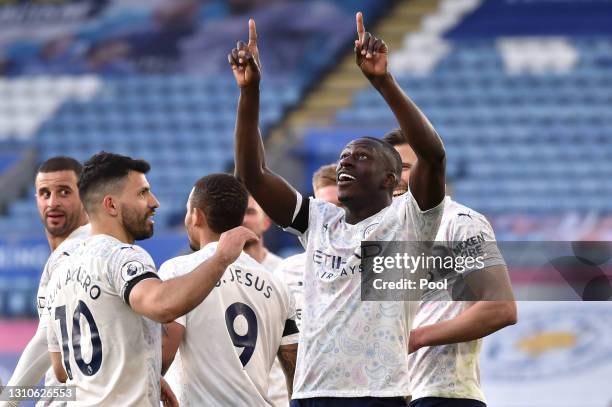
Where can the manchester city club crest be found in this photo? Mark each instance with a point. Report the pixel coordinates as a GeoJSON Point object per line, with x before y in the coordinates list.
{"type": "Point", "coordinates": [131, 269]}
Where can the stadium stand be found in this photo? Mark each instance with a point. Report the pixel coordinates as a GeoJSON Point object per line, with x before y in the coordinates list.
{"type": "Point", "coordinates": [526, 120]}
{"type": "Point", "coordinates": [519, 90]}
{"type": "Point", "coordinates": [149, 80]}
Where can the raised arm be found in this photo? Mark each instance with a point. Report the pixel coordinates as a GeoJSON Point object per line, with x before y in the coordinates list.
{"type": "Point", "coordinates": [164, 301]}
{"type": "Point", "coordinates": [273, 193]}
{"type": "Point", "coordinates": [427, 177]}
{"type": "Point", "coordinates": [287, 356]}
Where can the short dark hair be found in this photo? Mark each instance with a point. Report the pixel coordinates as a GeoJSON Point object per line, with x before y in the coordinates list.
{"type": "Point", "coordinates": [104, 173]}
{"type": "Point", "coordinates": [395, 137]}
{"type": "Point", "coordinates": [61, 163]}
{"type": "Point", "coordinates": [223, 199]}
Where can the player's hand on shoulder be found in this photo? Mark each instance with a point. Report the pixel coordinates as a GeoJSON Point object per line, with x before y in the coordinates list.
{"type": "Point", "coordinates": [167, 398]}
{"type": "Point", "coordinates": [231, 244]}
{"type": "Point", "coordinates": [244, 60]}
{"type": "Point", "coordinates": [371, 53]}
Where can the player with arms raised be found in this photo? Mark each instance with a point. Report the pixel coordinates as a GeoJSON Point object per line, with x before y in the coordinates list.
{"type": "Point", "coordinates": [106, 301]}
{"type": "Point", "coordinates": [247, 319]}
{"type": "Point", "coordinates": [351, 353]}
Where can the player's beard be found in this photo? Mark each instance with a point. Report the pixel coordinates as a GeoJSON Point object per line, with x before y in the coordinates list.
{"type": "Point", "coordinates": [71, 222]}
{"type": "Point", "coordinates": [136, 224]}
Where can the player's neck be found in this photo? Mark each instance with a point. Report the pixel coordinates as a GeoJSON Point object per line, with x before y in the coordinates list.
{"type": "Point", "coordinates": [256, 250]}
{"type": "Point", "coordinates": [55, 241]}
{"type": "Point", "coordinates": [357, 213]}
{"type": "Point", "coordinates": [208, 236]}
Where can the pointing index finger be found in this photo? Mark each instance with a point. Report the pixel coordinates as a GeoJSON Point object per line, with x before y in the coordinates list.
{"type": "Point", "coordinates": [252, 33]}
{"type": "Point", "coordinates": [360, 27]}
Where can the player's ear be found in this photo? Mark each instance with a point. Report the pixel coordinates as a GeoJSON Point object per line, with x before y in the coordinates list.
{"type": "Point", "coordinates": [198, 218]}
{"type": "Point", "coordinates": [390, 181]}
{"type": "Point", "coordinates": [267, 222]}
{"type": "Point", "coordinates": [110, 205]}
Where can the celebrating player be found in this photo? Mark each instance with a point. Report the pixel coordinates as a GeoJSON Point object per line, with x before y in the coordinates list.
{"type": "Point", "coordinates": [291, 270]}
{"type": "Point", "coordinates": [247, 320]}
{"type": "Point", "coordinates": [449, 375]}
{"type": "Point", "coordinates": [351, 352]}
{"type": "Point", "coordinates": [65, 222]}
{"type": "Point", "coordinates": [105, 299]}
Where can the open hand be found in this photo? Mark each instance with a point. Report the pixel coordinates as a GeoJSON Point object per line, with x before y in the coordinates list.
{"type": "Point", "coordinates": [371, 53]}
{"type": "Point", "coordinates": [244, 60]}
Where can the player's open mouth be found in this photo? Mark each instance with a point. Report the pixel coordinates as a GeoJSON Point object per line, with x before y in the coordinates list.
{"type": "Point", "coordinates": [55, 216]}
{"type": "Point", "coordinates": [399, 191]}
{"type": "Point", "coordinates": [345, 179]}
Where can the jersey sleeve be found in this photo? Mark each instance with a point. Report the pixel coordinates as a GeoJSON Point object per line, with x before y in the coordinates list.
{"type": "Point", "coordinates": [52, 341]}
{"type": "Point", "coordinates": [290, 331]}
{"type": "Point", "coordinates": [425, 223]}
{"type": "Point", "coordinates": [300, 221]}
{"type": "Point", "coordinates": [167, 271]}
{"type": "Point", "coordinates": [472, 236]}
{"type": "Point", "coordinates": [127, 267]}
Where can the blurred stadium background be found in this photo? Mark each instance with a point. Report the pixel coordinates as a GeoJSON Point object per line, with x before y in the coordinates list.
{"type": "Point", "coordinates": [519, 90]}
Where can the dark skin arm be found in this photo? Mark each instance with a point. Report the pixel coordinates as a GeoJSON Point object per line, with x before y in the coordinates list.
{"type": "Point", "coordinates": [272, 192]}
{"type": "Point", "coordinates": [427, 177]}
{"type": "Point", "coordinates": [494, 310]}
{"type": "Point", "coordinates": [287, 356]}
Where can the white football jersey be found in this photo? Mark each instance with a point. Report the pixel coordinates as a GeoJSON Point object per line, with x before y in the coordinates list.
{"type": "Point", "coordinates": [271, 261]}
{"type": "Point", "coordinates": [349, 347]}
{"type": "Point", "coordinates": [111, 354]}
{"type": "Point", "coordinates": [291, 272]}
{"type": "Point", "coordinates": [233, 336]}
{"type": "Point", "coordinates": [452, 371]}
{"type": "Point", "coordinates": [61, 253]}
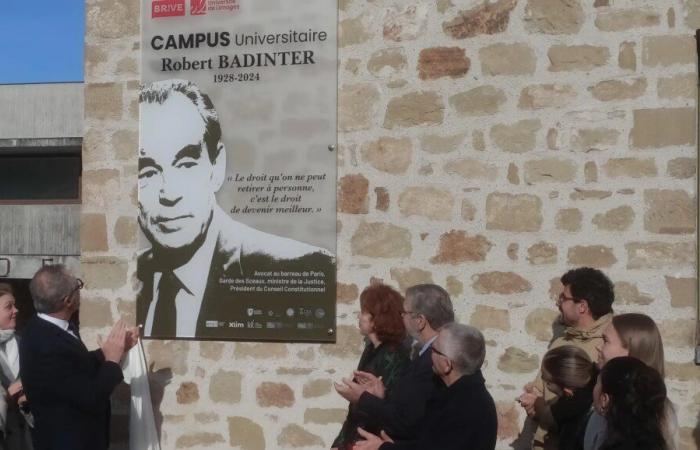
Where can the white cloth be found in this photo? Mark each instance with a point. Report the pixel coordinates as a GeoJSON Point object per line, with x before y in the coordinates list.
{"type": "Point", "coordinates": [9, 355]}
{"type": "Point", "coordinates": [142, 426]}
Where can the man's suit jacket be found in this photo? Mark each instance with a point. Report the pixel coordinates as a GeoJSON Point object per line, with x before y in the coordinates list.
{"type": "Point", "coordinates": [239, 252]}
{"type": "Point", "coordinates": [402, 412]}
{"type": "Point", "coordinates": [68, 388]}
{"type": "Point", "coordinates": [459, 417]}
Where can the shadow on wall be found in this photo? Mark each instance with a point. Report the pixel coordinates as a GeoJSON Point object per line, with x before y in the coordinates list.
{"type": "Point", "coordinates": [121, 404]}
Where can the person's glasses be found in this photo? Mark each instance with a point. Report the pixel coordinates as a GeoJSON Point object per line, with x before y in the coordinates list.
{"type": "Point", "coordinates": [563, 298]}
{"type": "Point", "coordinates": [435, 350]}
{"type": "Point", "coordinates": [78, 286]}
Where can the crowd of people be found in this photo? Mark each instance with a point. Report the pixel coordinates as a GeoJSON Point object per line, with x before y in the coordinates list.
{"type": "Point", "coordinates": [600, 385]}
{"type": "Point", "coordinates": [418, 384]}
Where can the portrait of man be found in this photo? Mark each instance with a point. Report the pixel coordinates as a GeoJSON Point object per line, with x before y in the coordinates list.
{"type": "Point", "coordinates": [196, 276]}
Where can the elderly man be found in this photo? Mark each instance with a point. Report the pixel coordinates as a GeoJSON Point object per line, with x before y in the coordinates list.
{"type": "Point", "coordinates": [67, 386]}
{"type": "Point", "coordinates": [196, 276]}
{"type": "Point", "coordinates": [460, 417]}
{"type": "Point", "coordinates": [585, 306]}
{"type": "Point", "coordinates": [427, 308]}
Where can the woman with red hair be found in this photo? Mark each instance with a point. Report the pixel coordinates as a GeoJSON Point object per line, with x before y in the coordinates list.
{"type": "Point", "coordinates": [385, 354]}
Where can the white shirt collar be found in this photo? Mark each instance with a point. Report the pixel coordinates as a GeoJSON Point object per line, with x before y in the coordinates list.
{"type": "Point", "coordinates": [427, 344]}
{"type": "Point", "coordinates": [190, 274]}
{"type": "Point", "coordinates": [60, 323]}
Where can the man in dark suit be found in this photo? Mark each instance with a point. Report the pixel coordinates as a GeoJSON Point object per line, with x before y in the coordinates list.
{"type": "Point", "coordinates": [427, 308]}
{"type": "Point", "coordinates": [67, 386]}
{"type": "Point", "coordinates": [461, 416]}
{"type": "Point", "coordinates": [205, 272]}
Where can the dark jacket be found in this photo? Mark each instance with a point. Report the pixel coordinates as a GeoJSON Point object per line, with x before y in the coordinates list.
{"type": "Point", "coordinates": [402, 410]}
{"type": "Point", "coordinates": [459, 417]}
{"type": "Point", "coordinates": [570, 414]}
{"type": "Point", "coordinates": [68, 388]}
{"type": "Point", "coordinates": [240, 255]}
{"type": "Point", "coordinates": [383, 361]}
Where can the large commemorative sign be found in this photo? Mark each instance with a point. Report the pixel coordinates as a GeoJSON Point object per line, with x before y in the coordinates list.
{"type": "Point", "coordinates": [237, 169]}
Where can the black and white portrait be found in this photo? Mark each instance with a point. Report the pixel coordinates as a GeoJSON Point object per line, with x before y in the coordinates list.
{"type": "Point", "coordinates": [199, 277]}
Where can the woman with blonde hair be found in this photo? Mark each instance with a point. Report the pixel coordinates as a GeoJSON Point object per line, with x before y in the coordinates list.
{"type": "Point", "coordinates": [16, 430]}
{"type": "Point", "coordinates": [568, 372]}
{"type": "Point", "coordinates": [634, 335]}
{"type": "Point", "coordinates": [385, 355]}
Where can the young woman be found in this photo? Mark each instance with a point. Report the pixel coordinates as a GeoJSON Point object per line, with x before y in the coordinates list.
{"type": "Point", "coordinates": [385, 354]}
{"type": "Point", "coordinates": [568, 372]}
{"type": "Point", "coordinates": [632, 398]}
{"type": "Point", "coordinates": [16, 430]}
{"type": "Point", "coordinates": [638, 336]}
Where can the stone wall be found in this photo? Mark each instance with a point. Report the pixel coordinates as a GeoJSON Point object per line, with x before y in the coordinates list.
{"type": "Point", "coordinates": [486, 147]}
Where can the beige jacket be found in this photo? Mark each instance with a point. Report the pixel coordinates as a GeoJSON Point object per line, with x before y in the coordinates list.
{"type": "Point", "coordinates": [586, 339]}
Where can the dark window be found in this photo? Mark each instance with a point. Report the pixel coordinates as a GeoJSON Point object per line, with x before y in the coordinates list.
{"type": "Point", "coordinates": [40, 177]}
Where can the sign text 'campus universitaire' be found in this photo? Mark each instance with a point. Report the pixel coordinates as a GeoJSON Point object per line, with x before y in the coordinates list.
{"type": "Point", "coordinates": [237, 169]}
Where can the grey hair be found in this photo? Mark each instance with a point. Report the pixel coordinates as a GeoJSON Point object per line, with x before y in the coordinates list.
{"type": "Point", "coordinates": [433, 302]}
{"type": "Point", "coordinates": [159, 91]}
{"type": "Point", "coordinates": [465, 347]}
{"type": "Point", "coordinates": [49, 286]}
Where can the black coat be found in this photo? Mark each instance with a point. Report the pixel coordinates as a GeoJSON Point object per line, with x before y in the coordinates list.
{"type": "Point", "coordinates": [383, 361]}
{"type": "Point", "coordinates": [239, 253]}
{"type": "Point", "coordinates": [68, 388]}
{"type": "Point", "coordinates": [401, 413]}
{"type": "Point", "coordinates": [460, 417]}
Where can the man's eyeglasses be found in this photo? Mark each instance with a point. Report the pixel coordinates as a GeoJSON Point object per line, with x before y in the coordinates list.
{"type": "Point", "coordinates": [435, 350]}
{"type": "Point", "coordinates": [78, 286]}
{"type": "Point", "coordinates": [563, 298]}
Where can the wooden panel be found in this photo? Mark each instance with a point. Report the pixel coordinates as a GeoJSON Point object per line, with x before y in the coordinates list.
{"type": "Point", "coordinates": [40, 229]}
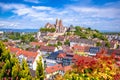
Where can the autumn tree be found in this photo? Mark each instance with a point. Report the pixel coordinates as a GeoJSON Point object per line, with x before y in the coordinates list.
{"type": "Point", "coordinates": [40, 70]}
{"type": "Point", "coordinates": [101, 68]}
{"type": "Point", "coordinates": [25, 71]}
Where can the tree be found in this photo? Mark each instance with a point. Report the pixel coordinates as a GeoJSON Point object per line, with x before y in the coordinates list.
{"type": "Point", "coordinates": [67, 42]}
{"type": "Point", "coordinates": [4, 53]}
{"type": "Point", "coordinates": [25, 72]}
{"type": "Point", "coordinates": [98, 44]}
{"type": "Point", "coordinates": [107, 44]}
{"type": "Point", "coordinates": [40, 70]}
{"type": "Point", "coordinates": [59, 43]}
{"type": "Point", "coordinates": [101, 68]}
{"type": "Point", "coordinates": [16, 71]}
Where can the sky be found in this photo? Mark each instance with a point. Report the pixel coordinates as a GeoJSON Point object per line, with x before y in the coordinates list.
{"type": "Point", "coordinates": [103, 15]}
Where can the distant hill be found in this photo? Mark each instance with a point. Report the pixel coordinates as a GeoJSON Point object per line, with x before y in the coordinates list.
{"type": "Point", "coordinates": [19, 30]}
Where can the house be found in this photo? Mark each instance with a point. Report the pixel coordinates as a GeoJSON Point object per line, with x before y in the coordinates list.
{"type": "Point", "coordinates": [61, 38]}
{"type": "Point", "coordinates": [53, 70]}
{"type": "Point", "coordinates": [51, 59]}
{"type": "Point", "coordinates": [52, 42]}
{"type": "Point", "coordinates": [78, 48]}
{"type": "Point", "coordinates": [14, 50]}
{"type": "Point", "coordinates": [60, 57]}
{"type": "Point", "coordinates": [30, 57]}
{"type": "Point", "coordinates": [67, 68]}
{"type": "Point", "coordinates": [64, 59]}
{"type": "Point", "coordinates": [82, 59]}
{"type": "Point", "coordinates": [93, 51]}
{"type": "Point", "coordinates": [71, 29]}
{"type": "Point", "coordinates": [87, 42]}
{"type": "Point", "coordinates": [74, 40]}
{"type": "Point", "coordinates": [34, 44]}
{"type": "Point", "coordinates": [12, 44]}
{"type": "Point", "coordinates": [47, 49]}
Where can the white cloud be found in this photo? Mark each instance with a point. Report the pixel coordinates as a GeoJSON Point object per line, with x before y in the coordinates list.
{"type": "Point", "coordinates": [32, 1]}
{"type": "Point", "coordinates": [11, 6]}
{"type": "Point", "coordinates": [42, 8]}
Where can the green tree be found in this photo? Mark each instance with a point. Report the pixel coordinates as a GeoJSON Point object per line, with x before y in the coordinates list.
{"type": "Point", "coordinates": [40, 70]}
{"type": "Point", "coordinates": [67, 42]}
{"type": "Point", "coordinates": [107, 44]}
{"type": "Point", "coordinates": [4, 53]}
{"type": "Point", "coordinates": [25, 72]}
{"type": "Point", "coordinates": [16, 71]}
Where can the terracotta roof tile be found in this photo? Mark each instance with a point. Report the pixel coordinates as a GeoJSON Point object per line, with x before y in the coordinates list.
{"type": "Point", "coordinates": [54, 68]}
{"type": "Point", "coordinates": [61, 55]}
{"type": "Point", "coordinates": [37, 43]}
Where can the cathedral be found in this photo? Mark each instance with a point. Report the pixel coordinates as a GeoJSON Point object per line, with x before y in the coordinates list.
{"type": "Point", "coordinates": [58, 26]}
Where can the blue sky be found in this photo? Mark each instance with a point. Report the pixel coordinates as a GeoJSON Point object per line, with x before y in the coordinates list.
{"type": "Point", "coordinates": [33, 14]}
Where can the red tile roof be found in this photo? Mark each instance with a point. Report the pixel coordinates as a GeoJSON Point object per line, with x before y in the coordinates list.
{"type": "Point", "coordinates": [47, 48]}
{"type": "Point", "coordinates": [13, 49]}
{"type": "Point", "coordinates": [61, 55]}
{"type": "Point", "coordinates": [67, 68]}
{"type": "Point", "coordinates": [54, 68]}
{"type": "Point", "coordinates": [27, 54]}
{"type": "Point", "coordinates": [78, 48]}
{"type": "Point", "coordinates": [37, 43]}
{"type": "Point", "coordinates": [77, 58]}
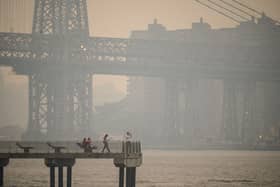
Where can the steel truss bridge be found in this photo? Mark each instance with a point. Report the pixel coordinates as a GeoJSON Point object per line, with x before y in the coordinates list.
{"type": "Point", "coordinates": [59, 58]}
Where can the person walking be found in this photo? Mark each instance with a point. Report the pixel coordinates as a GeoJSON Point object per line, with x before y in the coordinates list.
{"type": "Point", "coordinates": [106, 144]}
{"type": "Point", "coordinates": [128, 137]}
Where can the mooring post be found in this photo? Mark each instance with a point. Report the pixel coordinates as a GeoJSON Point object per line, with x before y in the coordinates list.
{"type": "Point", "coordinates": [60, 176]}
{"type": "Point", "coordinates": [52, 176]}
{"type": "Point", "coordinates": [60, 163]}
{"type": "Point", "coordinates": [3, 162]}
{"type": "Point", "coordinates": [69, 176]}
{"type": "Point", "coordinates": [121, 176]}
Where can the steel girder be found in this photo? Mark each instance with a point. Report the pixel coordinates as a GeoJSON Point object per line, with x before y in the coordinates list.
{"type": "Point", "coordinates": [60, 106]}
{"type": "Point", "coordinates": [58, 17]}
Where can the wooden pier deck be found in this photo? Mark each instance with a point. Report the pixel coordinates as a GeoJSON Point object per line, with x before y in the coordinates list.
{"type": "Point", "coordinates": [125, 155]}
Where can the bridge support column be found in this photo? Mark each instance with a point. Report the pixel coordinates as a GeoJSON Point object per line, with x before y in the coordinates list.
{"type": "Point", "coordinates": [230, 122]}
{"type": "Point", "coordinates": [3, 162]}
{"type": "Point", "coordinates": [130, 176]}
{"type": "Point", "coordinates": [60, 163]}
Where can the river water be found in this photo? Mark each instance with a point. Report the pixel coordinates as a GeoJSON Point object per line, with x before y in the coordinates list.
{"type": "Point", "coordinates": [163, 169]}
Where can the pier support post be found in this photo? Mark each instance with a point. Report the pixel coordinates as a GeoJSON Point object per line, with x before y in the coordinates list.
{"type": "Point", "coordinates": [1, 176]}
{"type": "Point", "coordinates": [121, 176]}
{"type": "Point", "coordinates": [3, 162]}
{"type": "Point", "coordinates": [52, 176]}
{"type": "Point", "coordinates": [69, 176]}
{"type": "Point", "coordinates": [60, 163]}
{"type": "Point", "coordinates": [60, 176]}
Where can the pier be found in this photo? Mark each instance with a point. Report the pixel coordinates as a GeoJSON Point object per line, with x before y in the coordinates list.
{"type": "Point", "coordinates": [125, 155]}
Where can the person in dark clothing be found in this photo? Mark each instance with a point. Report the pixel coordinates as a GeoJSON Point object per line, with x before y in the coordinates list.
{"type": "Point", "coordinates": [105, 142]}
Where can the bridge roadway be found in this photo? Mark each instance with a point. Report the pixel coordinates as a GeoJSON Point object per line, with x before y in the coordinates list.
{"type": "Point", "coordinates": [63, 154]}
{"type": "Point", "coordinates": [29, 54]}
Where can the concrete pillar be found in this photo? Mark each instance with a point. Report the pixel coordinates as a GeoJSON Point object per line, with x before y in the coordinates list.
{"type": "Point", "coordinates": [52, 176]}
{"type": "Point", "coordinates": [3, 162]}
{"type": "Point", "coordinates": [130, 176]}
{"type": "Point", "coordinates": [60, 163]}
{"type": "Point", "coordinates": [60, 176]}
{"type": "Point", "coordinates": [121, 176]}
{"type": "Point", "coordinates": [69, 176]}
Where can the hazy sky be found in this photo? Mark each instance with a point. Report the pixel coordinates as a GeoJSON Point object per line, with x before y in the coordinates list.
{"type": "Point", "coordinates": [116, 18]}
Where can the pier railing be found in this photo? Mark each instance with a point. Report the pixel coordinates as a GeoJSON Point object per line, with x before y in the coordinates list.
{"type": "Point", "coordinates": [59, 154]}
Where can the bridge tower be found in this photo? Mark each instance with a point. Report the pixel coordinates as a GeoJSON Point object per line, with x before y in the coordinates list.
{"type": "Point", "coordinates": [60, 96]}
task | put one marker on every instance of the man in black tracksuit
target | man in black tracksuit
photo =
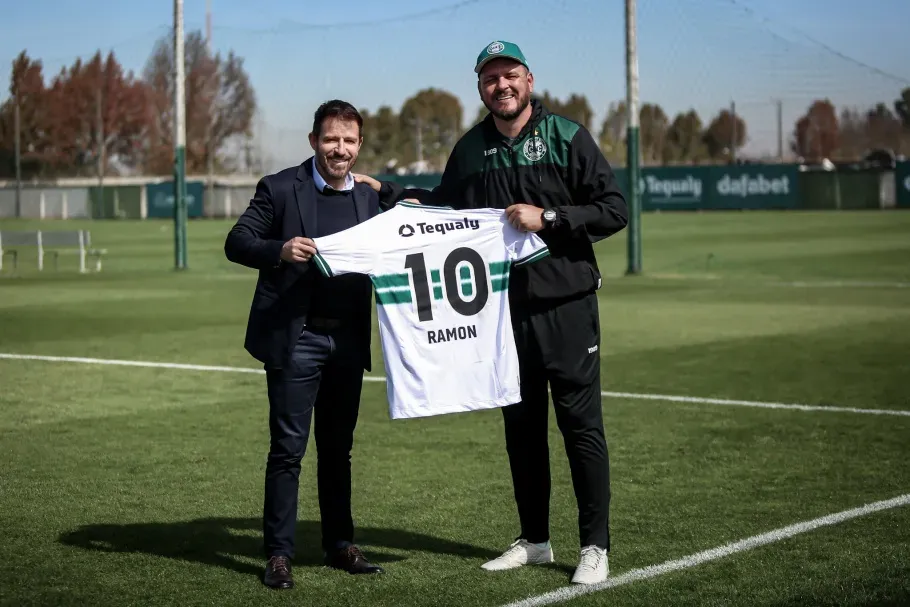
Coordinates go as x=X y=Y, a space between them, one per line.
x=549 y=175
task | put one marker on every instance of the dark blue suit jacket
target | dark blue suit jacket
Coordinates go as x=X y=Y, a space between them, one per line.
x=283 y=207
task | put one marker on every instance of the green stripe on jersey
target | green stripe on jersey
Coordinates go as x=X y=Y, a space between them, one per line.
x=533 y=257
x=387 y=281
x=384 y=298
x=499 y=267
x=500 y=284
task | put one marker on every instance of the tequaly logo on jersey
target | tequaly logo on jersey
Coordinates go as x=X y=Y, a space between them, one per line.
x=406 y=230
◆ ◆ ◆
> Required work
Once you have checked every line of the material above, return the ones that hold the string "tequaly".

> Exercise result
task | put one marker on every instance of the tequaly logo on jersey
target | tequaly logo on jersey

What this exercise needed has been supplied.